Text shown START

The process of thickening my skin really changed me and I became more and more callous to who I was and who I grew up as. I had always been a caring kid, wanting to be accepted along with wanting to be respected. Loss prevention validated the “respect” half of this for me, which led me down a path where it was more important to be respected than accepted.

I enjoyed how I felt when people feared me, making what I said law! It gave me a sense of power and control that legitimately reinforced some negative personality archetypes of the job. This is why it is imperative to understand what your human is doing because it will totally affect your human being.


Our jobs tend to define us truthfully, in fact, we almost invite this idea. A doctor is considered a high-level person in our society because he/she/they help people feel better. We blatantly treat some careers with prestige without checking the person for who they actually are, let alone their intention. For instance, that same doctor could be over-prescribing medications or having inappropriate relationships with patients.

We hold “what you do” in our society in such a high regard that we let that define the individual. Humans categorically love categories (see what I did there?). We love to group people based on what they do, what they believe, their sexual orientation, gender… I could go on.

We love to make people a part of a group. One of the reasons we do this is because it takes a lot of brain power for us to look at everyone as an individual. When we can categorize, we attain a sort of predisposed understanding of that type of person. We do this to be able to judge people by their tribe. We are, and always will be, extremely tribal. Problems arise because your tribe is not who you are. Your tribe may be a representative of certain characteristics you exhibit or of the things you do, but it is not you are. What is your human, being?

Strip down, emotionally naked vulnerable and bare. At the essence of you, what is your human, being? We need to start spending more time validating ourselves by what we are, and not by what we do. Putting time into what makes our human thrive, feel rich and satisfied from the inside out.

For example, I like how morning sun feels on my skin. I like how I feel when I serve, I like when I am trusted and valued. I like to be appreciated and held in high regard. I like to be touched and complimented. Minimizing me to “what I do” does not give you a full scope of what I am or what actually makes me happy. I don’t think we cherish happiness; I feel that we cherish success.

What’s scary about that is we don’t cherish our true beliefs of success but more what society deems as successful. We are literally walking around each day trying to compile Instagram likes… in real life. We are in so much pain, doing things daily that we don’t enjoy. We end up needing to medicate or ignore the nagging desires we have inside us to just be. Human being, human be.

“Being” is an interesting word literally meaning existence and be; meaning to exist. Before we grade ourselves on “what we do,” we need to learn how to just be. Learn how to just exist and do that with love and gratitude. I know being doesn’t pay the bills, but when you start feeling free enough to exist in positivity and gratitude, being will be your work. You will work as you are. Just your mere existence, when understanding what that is, will provide all the inner success and gratification you’ll ever need.

You are in existence as well as having skills allowing you to execute and validate to connect to the purpose of your existence. Once you understand your purpose, you can create ways to execute that purpose, furthermore, executing in so many creative ways. Our state of existence will bring the success.

If you are a problem-solver and you execute that problem solving with gratitude, positivity, hope and creativity, the opportunities to execute that skill will find you. When you are a being with purpose, what you are looking for is looking for you.

We have to stop searching outside of ourselves for ourselves. The answers you are looking for are not in the work, they are inside of you and anything you have ever needed, to be whatever you wanted to be is already inside of you. Look in the mirror, vulnerable, stripped down, naked and ask yourself, “What is my human, being?”

Text shown END

* _Exercise details_:
In the essay on work and identity, which half of the writer's childhood wishes did loss prevention validate?

Given entries START

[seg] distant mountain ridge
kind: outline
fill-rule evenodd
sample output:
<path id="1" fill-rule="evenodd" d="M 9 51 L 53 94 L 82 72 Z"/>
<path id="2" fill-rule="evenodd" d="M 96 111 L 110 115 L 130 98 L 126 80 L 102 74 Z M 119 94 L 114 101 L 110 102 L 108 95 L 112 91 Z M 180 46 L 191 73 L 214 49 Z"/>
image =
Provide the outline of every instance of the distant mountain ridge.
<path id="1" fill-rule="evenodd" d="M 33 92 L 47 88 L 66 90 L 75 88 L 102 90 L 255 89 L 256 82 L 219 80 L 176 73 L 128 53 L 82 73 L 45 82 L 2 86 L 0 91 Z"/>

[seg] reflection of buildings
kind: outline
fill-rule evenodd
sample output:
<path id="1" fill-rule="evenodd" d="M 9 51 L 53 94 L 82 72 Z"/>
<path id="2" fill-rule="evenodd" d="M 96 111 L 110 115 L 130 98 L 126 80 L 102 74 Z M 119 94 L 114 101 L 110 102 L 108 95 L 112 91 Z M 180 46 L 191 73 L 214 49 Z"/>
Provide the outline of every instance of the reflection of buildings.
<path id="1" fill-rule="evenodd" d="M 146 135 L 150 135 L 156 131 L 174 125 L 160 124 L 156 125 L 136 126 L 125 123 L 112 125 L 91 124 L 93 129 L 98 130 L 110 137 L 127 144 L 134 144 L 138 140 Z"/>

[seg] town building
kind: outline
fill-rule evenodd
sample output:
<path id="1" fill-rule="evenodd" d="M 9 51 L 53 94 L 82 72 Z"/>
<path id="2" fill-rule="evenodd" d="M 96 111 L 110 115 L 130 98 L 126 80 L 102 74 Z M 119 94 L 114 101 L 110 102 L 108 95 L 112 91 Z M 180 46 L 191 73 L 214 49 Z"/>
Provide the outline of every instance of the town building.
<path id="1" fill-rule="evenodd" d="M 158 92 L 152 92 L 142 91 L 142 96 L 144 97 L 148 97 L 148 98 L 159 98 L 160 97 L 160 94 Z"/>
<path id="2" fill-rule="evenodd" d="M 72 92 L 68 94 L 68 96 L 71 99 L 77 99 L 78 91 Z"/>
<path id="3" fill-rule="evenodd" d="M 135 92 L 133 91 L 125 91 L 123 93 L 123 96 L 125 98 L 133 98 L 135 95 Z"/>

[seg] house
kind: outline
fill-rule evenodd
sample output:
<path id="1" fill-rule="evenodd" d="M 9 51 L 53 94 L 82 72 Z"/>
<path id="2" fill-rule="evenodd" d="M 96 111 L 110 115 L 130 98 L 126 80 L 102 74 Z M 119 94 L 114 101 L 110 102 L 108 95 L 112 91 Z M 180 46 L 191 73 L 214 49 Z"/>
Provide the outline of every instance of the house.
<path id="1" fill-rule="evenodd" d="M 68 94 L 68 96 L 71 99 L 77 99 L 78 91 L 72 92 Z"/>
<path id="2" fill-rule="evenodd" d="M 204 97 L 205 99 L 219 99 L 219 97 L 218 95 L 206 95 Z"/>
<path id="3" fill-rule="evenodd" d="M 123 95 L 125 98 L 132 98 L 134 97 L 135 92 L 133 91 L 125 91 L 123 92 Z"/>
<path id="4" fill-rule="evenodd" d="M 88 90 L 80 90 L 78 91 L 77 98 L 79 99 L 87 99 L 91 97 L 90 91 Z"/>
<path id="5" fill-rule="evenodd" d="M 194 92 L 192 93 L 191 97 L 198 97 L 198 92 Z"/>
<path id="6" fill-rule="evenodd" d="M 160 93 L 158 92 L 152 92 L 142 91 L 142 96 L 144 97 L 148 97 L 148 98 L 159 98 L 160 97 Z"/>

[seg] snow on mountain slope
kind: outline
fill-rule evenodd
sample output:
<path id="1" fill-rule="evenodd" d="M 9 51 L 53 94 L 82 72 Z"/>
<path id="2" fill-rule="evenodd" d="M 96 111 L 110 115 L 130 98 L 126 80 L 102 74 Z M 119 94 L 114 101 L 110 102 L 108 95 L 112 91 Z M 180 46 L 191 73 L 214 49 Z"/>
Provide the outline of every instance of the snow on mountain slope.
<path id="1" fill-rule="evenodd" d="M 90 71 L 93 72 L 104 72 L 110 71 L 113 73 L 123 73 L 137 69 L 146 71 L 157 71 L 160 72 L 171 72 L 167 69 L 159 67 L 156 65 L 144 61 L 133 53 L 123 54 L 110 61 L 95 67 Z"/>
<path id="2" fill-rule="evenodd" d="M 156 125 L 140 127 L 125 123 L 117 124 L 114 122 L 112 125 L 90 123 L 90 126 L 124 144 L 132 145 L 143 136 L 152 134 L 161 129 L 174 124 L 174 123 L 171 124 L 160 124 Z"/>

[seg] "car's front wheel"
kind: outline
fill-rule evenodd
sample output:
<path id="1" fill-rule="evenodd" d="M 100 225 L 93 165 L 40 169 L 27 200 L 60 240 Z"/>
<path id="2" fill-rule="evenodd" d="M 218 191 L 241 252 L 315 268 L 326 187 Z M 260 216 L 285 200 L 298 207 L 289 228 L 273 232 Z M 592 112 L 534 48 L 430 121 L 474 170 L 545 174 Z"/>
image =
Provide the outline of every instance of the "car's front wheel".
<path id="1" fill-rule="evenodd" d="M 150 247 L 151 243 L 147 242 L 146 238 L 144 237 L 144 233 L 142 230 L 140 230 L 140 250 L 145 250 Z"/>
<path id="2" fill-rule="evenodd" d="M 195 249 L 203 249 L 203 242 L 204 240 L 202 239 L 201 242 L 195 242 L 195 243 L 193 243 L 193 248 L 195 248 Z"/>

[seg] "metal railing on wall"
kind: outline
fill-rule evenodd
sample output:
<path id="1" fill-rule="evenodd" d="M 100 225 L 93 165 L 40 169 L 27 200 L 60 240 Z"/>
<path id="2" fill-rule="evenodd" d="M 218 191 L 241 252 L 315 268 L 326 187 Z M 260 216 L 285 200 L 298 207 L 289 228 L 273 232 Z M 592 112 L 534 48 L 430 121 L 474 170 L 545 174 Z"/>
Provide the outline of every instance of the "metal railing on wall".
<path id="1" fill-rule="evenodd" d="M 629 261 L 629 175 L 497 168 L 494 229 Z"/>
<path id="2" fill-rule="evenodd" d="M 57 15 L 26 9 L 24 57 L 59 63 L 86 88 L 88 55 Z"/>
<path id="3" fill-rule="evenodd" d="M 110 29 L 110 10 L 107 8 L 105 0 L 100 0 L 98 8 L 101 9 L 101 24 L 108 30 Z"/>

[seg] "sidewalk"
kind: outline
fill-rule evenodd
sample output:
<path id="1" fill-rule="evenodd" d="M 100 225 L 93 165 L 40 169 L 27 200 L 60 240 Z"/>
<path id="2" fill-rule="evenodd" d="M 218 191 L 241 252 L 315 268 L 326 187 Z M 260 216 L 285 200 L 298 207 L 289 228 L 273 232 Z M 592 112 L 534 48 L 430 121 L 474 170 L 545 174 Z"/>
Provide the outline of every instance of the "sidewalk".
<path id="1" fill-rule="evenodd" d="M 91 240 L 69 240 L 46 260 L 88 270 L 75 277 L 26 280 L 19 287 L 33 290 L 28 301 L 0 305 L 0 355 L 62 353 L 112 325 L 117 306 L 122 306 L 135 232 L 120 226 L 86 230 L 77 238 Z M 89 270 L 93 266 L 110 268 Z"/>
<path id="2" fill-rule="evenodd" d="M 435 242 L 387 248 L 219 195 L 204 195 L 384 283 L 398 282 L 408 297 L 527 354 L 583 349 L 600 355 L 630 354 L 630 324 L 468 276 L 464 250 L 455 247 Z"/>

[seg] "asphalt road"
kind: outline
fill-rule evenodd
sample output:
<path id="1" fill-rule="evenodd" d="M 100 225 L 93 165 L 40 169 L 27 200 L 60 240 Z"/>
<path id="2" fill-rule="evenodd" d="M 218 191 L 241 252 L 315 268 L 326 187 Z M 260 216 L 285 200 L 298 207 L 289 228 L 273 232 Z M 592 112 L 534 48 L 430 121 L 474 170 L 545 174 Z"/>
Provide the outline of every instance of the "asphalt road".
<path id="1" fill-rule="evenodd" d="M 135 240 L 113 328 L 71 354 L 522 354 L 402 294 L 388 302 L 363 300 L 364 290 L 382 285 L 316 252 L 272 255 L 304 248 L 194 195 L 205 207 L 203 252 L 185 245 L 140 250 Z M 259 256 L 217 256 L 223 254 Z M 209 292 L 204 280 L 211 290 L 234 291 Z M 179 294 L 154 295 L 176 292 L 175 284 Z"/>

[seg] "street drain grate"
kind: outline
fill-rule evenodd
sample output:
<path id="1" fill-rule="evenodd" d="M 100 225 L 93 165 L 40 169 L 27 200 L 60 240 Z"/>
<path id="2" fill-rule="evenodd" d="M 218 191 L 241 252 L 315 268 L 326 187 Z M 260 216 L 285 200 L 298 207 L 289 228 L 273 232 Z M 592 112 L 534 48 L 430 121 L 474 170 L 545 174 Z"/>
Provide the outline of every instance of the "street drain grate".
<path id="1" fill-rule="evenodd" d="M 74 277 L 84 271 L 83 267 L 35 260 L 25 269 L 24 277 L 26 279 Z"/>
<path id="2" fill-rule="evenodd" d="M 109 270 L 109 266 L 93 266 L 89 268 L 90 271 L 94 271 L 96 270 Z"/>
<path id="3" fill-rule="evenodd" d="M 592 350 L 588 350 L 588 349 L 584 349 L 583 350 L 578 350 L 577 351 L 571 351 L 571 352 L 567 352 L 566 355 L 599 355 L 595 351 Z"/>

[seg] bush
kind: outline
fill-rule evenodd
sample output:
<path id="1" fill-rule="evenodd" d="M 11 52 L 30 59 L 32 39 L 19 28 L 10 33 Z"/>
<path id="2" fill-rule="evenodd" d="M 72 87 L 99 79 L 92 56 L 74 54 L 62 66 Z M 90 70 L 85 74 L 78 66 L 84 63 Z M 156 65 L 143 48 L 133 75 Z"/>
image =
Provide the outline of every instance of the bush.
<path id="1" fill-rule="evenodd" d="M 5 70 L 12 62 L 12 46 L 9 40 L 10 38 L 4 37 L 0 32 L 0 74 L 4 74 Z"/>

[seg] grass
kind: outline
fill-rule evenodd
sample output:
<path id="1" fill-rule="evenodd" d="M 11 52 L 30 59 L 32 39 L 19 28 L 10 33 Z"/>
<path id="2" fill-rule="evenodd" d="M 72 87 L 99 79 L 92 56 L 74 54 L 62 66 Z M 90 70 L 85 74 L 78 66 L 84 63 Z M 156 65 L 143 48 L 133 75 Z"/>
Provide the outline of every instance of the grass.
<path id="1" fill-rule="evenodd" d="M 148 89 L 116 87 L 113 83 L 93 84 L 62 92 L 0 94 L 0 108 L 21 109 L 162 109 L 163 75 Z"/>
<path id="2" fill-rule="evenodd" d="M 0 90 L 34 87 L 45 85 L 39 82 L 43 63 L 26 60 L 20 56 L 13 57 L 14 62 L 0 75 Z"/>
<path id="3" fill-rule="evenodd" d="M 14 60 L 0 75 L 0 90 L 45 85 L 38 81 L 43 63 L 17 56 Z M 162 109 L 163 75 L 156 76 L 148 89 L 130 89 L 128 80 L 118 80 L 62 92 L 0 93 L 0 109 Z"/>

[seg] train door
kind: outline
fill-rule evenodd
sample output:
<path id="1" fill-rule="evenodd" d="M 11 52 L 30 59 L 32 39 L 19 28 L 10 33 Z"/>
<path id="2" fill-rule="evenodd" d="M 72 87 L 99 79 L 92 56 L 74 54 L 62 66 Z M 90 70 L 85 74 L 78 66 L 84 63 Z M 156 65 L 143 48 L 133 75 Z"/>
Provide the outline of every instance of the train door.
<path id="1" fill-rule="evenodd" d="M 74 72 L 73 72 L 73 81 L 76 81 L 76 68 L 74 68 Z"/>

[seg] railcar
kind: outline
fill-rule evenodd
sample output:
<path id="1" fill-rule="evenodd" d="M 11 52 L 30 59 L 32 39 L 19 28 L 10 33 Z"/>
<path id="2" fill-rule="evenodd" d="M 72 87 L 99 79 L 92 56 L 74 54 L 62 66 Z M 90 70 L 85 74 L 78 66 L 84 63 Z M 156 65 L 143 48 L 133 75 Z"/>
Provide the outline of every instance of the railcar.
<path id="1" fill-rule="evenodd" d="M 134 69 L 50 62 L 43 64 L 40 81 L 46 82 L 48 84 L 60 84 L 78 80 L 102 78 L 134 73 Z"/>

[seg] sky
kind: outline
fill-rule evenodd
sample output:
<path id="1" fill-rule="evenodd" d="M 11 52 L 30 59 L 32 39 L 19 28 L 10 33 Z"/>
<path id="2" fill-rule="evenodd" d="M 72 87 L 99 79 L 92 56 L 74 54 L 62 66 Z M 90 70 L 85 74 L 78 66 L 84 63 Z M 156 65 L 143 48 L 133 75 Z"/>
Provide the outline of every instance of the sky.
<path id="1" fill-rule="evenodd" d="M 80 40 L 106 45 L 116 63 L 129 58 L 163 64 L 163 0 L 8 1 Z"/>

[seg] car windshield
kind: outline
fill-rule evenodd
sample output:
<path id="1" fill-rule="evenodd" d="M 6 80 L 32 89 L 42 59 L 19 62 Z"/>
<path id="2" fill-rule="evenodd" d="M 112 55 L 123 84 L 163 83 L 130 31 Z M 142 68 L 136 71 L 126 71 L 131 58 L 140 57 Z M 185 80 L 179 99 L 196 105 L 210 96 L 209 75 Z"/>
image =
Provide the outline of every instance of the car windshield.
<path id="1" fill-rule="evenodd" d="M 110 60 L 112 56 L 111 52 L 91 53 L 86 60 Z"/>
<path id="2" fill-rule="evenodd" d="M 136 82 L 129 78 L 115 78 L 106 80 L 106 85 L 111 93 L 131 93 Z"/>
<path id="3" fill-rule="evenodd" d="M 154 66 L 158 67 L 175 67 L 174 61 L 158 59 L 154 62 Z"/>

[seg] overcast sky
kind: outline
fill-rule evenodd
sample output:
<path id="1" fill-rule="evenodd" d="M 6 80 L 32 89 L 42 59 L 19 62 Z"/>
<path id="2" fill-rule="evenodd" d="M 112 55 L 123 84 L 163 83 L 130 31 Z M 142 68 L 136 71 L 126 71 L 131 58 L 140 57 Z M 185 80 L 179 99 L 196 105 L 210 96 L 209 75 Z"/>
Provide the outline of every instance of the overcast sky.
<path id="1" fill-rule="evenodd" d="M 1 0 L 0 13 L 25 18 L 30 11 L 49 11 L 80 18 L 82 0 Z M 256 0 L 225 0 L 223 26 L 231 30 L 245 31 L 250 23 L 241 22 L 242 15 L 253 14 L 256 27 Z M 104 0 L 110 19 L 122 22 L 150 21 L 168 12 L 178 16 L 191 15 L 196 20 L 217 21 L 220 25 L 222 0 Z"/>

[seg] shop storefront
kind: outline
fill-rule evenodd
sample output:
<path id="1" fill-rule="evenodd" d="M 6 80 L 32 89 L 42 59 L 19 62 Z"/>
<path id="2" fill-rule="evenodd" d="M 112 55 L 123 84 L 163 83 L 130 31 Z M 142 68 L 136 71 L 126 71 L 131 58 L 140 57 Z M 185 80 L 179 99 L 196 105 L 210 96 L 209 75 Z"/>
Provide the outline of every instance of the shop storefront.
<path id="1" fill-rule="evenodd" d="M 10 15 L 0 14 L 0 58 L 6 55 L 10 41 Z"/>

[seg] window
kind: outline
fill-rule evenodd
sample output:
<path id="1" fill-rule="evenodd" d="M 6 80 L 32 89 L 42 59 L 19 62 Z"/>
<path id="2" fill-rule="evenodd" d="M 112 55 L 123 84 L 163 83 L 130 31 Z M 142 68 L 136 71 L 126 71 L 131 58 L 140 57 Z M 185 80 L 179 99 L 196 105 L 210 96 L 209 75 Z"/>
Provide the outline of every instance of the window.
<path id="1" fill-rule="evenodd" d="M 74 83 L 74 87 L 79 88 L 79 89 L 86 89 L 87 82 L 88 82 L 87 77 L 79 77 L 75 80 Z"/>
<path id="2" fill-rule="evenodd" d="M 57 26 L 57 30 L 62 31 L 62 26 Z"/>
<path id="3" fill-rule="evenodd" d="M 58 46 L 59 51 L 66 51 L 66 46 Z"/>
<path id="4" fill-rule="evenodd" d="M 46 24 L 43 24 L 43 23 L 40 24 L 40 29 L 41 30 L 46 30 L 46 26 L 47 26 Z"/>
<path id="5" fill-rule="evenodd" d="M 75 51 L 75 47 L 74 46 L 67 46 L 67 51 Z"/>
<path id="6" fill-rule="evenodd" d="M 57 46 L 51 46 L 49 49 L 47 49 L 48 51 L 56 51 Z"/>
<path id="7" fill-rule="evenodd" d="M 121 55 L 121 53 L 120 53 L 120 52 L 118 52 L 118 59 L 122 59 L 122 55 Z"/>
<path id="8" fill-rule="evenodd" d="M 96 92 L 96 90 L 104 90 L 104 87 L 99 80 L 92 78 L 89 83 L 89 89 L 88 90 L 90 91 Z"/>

Given entries END

* _Answer for the task_:
The "respect" half: the wish to be respected.